(Beginning of Provided records)

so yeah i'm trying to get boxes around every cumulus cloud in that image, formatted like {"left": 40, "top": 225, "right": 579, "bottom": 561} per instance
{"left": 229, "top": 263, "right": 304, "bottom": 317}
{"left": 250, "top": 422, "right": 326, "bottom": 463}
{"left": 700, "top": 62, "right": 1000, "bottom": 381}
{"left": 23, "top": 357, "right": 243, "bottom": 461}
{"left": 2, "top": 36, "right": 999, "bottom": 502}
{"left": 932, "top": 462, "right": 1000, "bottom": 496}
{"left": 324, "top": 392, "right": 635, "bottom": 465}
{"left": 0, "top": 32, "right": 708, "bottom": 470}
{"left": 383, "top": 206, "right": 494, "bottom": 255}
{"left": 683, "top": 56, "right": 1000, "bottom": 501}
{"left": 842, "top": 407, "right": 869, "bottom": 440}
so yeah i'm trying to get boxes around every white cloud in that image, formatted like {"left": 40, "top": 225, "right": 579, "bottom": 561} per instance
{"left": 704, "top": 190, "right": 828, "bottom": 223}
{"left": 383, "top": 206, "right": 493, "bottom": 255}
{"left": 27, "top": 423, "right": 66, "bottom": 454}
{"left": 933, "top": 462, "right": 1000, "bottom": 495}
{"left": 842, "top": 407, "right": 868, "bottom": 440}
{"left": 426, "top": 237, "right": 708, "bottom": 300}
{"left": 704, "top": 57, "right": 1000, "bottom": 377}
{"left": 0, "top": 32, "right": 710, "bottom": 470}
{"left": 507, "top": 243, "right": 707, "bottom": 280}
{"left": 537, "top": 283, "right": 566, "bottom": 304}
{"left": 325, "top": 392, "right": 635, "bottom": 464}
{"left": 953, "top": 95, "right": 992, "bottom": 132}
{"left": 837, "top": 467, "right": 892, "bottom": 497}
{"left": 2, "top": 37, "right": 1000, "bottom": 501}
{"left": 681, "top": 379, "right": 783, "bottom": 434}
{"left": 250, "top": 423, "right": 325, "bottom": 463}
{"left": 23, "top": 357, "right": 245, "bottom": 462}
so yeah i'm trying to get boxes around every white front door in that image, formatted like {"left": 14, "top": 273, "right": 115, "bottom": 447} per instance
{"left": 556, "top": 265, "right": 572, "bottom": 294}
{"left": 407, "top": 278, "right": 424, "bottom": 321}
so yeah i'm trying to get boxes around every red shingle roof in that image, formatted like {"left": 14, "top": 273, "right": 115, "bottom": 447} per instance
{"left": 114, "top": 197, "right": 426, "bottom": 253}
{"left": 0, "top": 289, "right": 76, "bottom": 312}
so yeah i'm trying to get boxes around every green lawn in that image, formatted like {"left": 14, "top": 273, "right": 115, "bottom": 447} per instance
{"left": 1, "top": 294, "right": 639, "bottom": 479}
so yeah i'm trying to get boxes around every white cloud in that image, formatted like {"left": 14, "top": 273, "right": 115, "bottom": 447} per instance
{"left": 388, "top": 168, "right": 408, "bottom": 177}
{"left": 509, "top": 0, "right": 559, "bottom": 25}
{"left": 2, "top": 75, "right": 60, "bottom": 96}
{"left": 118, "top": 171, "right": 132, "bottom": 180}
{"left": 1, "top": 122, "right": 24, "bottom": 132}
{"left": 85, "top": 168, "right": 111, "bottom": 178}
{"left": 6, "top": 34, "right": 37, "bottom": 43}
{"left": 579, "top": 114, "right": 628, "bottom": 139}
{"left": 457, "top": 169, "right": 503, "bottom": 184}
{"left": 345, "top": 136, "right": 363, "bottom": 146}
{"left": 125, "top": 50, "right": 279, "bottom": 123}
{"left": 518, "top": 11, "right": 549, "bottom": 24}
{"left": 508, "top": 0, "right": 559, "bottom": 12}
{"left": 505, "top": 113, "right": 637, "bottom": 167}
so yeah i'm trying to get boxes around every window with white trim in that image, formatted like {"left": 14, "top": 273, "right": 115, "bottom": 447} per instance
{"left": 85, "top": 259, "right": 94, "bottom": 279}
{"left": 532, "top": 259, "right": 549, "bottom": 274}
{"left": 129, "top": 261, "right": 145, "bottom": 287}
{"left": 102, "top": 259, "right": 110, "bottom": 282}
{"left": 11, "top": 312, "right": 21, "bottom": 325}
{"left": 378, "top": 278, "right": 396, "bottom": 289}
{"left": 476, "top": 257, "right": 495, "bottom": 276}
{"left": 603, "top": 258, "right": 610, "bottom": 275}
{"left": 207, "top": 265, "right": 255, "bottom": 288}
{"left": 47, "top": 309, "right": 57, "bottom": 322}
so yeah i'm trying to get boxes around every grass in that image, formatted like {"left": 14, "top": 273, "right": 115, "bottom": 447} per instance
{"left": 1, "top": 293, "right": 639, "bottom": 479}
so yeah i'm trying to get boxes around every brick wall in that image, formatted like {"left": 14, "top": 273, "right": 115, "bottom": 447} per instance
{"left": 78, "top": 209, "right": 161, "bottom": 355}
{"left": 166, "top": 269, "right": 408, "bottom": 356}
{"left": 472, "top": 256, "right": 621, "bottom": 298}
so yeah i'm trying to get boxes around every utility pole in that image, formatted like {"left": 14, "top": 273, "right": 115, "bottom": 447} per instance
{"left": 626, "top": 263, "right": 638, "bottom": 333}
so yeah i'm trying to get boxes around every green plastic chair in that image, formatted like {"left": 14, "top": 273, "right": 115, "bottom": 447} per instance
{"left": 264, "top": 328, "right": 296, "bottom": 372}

(End of Provided records)

§ **Aim of the task**: The response must be an exact reproduction of all the entries.

§ **Result of the exercise**:
so yeah i'm trying to get boxes around every cumulus cloud in that image, formatted like {"left": 40, "top": 225, "right": 579, "bottom": 561} per instance
{"left": 229, "top": 263, "right": 304, "bottom": 317}
{"left": 250, "top": 422, "right": 326, "bottom": 463}
{"left": 700, "top": 62, "right": 1000, "bottom": 381}
{"left": 23, "top": 357, "right": 243, "bottom": 461}
{"left": 2, "top": 36, "right": 999, "bottom": 502}
{"left": 932, "top": 462, "right": 1000, "bottom": 496}
{"left": 324, "top": 392, "right": 635, "bottom": 465}
{"left": 0, "top": 32, "right": 708, "bottom": 470}
{"left": 383, "top": 206, "right": 494, "bottom": 255}
{"left": 683, "top": 56, "right": 1000, "bottom": 501}
{"left": 842, "top": 407, "right": 869, "bottom": 440}
so yeah i'm trying to get boxes around every white cloud in that image, formatted like {"left": 40, "top": 225, "right": 579, "bottom": 561} per instance
{"left": 704, "top": 190, "right": 828, "bottom": 223}
{"left": 383, "top": 206, "right": 493, "bottom": 255}
{"left": 27, "top": 423, "right": 66, "bottom": 454}
{"left": 933, "top": 462, "right": 1000, "bottom": 495}
{"left": 842, "top": 407, "right": 868, "bottom": 440}
{"left": 426, "top": 237, "right": 708, "bottom": 300}
{"left": 704, "top": 57, "right": 1000, "bottom": 377}
{"left": 0, "top": 32, "right": 710, "bottom": 470}
{"left": 507, "top": 243, "right": 707, "bottom": 280}
{"left": 537, "top": 283, "right": 566, "bottom": 304}
{"left": 325, "top": 392, "right": 635, "bottom": 464}
{"left": 953, "top": 95, "right": 992, "bottom": 132}
{"left": 837, "top": 467, "right": 892, "bottom": 497}
{"left": 2, "top": 37, "right": 1000, "bottom": 501}
{"left": 681, "top": 379, "right": 783, "bottom": 434}
{"left": 250, "top": 423, "right": 325, "bottom": 463}
{"left": 23, "top": 357, "right": 245, "bottom": 462}
so yeah i'm trying to get boxes around every white front door in that image, formatted like {"left": 14, "top": 273, "right": 115, "bottom": 447} per instance
{"left": 556, "top": 265, "right": 572, "bottom": 294}
{"left": 407, "top": 278, "right": 424, "bottom": 321}
so yeah i'm trying to get boxes around every red shingle roof in that image, formatted like {"left": 14, "top": 273, "right": 115, "bottom": 447} per instance
{"left": 114, "top": 197, "right": 426, "bottom": 253}
{"left": 0, "top": 289, "right": 76, "bottom": 312}
so yeah i'm trying to get boxes around every green lawn in that image, formatted like {"left": 14, "top": 273, "right": 115, "bottom": 447} per instance
{"left": 1, "top": 294, "right": 639, "bottom": 479}
so yeah i'm trying to get boxes around every white cloud in that image, formatted like {"left": 14, "top": 273, "right": 115, "bottom": 447} per instance
{"left": 388, "top": 168, "right": 408, "bottom": 177}
{"left": 509, "top": 0, "right": 559, "bottom": 25}
{"left": 2, "top": 75, "right": 60, "bottom": 96}
{"left": 118, "top": 171, "right": 132, "bottom": 180}
{"left": 1, "top": 122, "right": 24, "bottom": 132}
{"left": 85, "top": 168, "right": 111, "bottom": 178}
{"left": 6, "top": 34, "right": 37, "bottom": 43}
{"left": 579, "top": 114, "right": 628, "bottom": 139}
{"left": 457, "top": 169, "right": 503, "bottom": 184}
{"left": 345, "top": 136, "right": 363, "bottom": 146}
{"left": 125, "top": 50, "right": 279, "bottom": 123}
{"left": 518, "top": 11, "right": 549, "bottom": 24}
{"left": 508, "top": 0, "right": 559, "bottom": 12}
{"left": 505, "top": 113, "right": 637, "bottom": 167}
so yeah i'm trying to get boxes around every window with white trim in that image, formatted like {"left": 14, "top": 273, "right": 115, "bottom": 447} per instance
{"left": 85, "top": 259, "right": 94, "bottom": 279}
{"left": 532, "top": 259, "right": 549, "bottom": 274}
{"left": 129, "top": 261, "right": 145, "bottom": 287}
{"left": 102, "top": 259, "right": 110, "bottom": 282}
{"left": 11, "top": 312, "right": 21, "bottom": 325}
{"left": 378, "top": 278, "right": 396, "bottom": 289}
{"left": 476, "top": 257, "right": 495, "bottom": 276}
{"left": 603, "top": 258, "right": 610, "bottom": 275}
{"left": 207, "top": 265, "right": 255, "bottom": 288}
{"left": 47, "top": 309, "right": 57, "bottom": 322}
so yeah i'm trying to get boxes around every grass in that image, formatted like {"left": 14, "top": 273, "right": 115, "bottom": 447} per instance
{"left": 1, "top": 293, "right": 639, "bottom": 479}
so yeah i'm trying to get boxes around every brick wall in that image, formatted like {"left": 14, "top": 273, "right": 115, "bottom": 447} per instance
{"left": 78, "top": 209, "right": 161, "bottom": 355}
{"left": 166, "top": 269, "right": 408, "bottom": 356}
{"left": 472, "top": 256, "right": 621, "bottom": 298}
so yeah i'm trying to get boxes around every utility pole in that image, formatted like {"left": 14, "top": 273, "right": 115, "bottom": 447} per instance
{"left": 626, "top": 263, "right": 638, "bottom": 333}
so yeah i'm trying to get boxes around every green plastic chair in that image, formatted like {"left": 14, "top": 273, "right": 115, "bottom": 447} per instance
{"left": 264, "top": 328, "right": 296, "bottom": 372}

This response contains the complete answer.